> _To do_:
1. In the business history below, how large was the warehouse that became Moss Denver?
2. Proceed with the business history below, writing on from its last sentence.
━━━ Excerpt to read
The long version.
I started my first two businesses at 26 — a floral company in one garage and a venue concept in the other. My sister and I launched Project Floral with a cooler, a card table, and $3,000. Within a few years we grew it to a top-3 wedding floral company in Colorado with a 3,500 sq ft studio.
Moss Denver came next. I personally gutted an 8,000 sq ft warehouse and turned it into a wedding venue that landed on Venue Report's list of the 12 coolest warehouse venues in the world. That journey included $400K in compliance renovations, surviving Covid, and rebuilding an entire business model from scratch.
Along the way I co-founded Oak & Olive — a premium bartending company that grew to 40 staff and disrupted a market owned by one budget competitor. I served world leaders at the National Prayer Breakfast. I lost $200K on a private equity investment that taught me never to invest where you can't operate. I started and shut down three ventures in under 6 months each.
━━━━━━
━━━ Listed entries
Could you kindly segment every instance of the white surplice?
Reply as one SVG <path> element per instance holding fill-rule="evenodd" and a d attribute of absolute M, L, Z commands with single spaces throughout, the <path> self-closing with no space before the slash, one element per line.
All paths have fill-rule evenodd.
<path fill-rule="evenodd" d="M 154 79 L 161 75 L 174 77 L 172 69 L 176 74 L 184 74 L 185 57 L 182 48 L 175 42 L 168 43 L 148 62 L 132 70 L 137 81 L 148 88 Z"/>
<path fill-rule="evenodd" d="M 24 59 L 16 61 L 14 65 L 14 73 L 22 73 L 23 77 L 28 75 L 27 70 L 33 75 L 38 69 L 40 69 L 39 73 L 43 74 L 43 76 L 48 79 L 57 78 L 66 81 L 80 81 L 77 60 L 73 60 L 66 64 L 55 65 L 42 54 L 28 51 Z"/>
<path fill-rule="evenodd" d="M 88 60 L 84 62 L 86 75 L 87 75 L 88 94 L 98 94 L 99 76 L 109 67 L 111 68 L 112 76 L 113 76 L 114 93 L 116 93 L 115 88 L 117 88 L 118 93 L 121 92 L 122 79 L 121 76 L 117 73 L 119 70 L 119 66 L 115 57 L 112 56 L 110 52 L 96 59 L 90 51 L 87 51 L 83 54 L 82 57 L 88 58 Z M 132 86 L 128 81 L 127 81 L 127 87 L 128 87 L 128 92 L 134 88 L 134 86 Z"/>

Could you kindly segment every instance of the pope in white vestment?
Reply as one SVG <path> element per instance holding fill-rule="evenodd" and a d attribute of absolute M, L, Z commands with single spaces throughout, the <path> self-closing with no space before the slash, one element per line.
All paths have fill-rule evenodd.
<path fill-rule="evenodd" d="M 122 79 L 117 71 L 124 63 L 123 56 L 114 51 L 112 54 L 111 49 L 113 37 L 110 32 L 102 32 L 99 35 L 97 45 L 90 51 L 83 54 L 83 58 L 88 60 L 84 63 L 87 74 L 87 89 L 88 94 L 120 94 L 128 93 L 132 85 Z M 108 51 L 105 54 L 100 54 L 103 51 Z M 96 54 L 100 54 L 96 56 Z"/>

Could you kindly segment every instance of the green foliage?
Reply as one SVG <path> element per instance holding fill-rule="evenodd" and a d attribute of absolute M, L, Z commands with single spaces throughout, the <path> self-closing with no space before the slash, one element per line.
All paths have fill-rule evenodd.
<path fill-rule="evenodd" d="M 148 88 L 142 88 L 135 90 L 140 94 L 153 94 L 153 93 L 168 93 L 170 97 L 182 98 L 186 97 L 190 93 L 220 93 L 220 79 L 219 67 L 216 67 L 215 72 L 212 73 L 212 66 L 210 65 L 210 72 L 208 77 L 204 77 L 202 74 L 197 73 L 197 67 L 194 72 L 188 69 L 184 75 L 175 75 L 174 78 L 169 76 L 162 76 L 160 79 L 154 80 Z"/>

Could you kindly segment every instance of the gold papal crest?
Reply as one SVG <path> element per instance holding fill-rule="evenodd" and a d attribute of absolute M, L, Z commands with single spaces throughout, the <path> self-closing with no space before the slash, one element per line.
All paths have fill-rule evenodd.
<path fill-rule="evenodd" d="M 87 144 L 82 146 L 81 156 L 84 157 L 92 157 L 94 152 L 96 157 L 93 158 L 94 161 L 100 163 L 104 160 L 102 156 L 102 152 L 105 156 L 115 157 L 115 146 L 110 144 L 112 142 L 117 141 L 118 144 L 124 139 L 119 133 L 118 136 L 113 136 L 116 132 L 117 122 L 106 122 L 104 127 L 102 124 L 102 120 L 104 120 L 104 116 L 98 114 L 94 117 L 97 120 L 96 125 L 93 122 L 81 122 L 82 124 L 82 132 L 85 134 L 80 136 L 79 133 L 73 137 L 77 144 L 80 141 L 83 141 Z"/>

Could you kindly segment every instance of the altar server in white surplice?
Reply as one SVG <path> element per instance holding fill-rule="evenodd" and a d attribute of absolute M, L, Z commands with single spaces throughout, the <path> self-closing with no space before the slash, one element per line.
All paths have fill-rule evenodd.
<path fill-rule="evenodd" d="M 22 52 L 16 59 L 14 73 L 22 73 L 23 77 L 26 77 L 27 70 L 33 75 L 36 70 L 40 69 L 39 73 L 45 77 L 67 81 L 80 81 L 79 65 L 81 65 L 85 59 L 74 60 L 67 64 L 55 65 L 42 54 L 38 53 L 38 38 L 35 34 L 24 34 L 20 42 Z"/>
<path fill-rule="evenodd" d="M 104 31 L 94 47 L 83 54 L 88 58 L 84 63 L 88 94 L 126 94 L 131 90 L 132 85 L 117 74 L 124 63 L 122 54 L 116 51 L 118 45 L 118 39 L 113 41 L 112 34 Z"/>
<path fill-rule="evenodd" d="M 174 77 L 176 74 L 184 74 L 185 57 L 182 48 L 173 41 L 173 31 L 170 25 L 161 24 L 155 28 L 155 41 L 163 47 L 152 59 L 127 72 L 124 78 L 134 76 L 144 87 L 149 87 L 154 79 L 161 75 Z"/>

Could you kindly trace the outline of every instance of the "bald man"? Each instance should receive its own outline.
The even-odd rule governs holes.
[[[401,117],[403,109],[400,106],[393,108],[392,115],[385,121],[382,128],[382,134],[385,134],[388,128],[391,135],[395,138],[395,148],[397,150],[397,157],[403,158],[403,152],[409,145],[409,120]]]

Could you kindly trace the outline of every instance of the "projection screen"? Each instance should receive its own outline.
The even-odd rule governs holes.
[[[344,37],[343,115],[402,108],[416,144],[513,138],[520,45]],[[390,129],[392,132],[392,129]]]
━━━━━━
> _Answer set_:
1. 8,000 sq ft

2.
Today, Moss runs on its team at about 15 hours a month of my time. Project Floral sold at a premium in July 2025. VUE/Boulder — a venue I designed, launched, and now operate through my consulting firm Canopy Collective — is the model in action. The rental properties provide stability. The failures provide perspective.
The pattern across all of it is the same: build something real, build the team and systems to run it, step back. That's what I now do alongside other owners.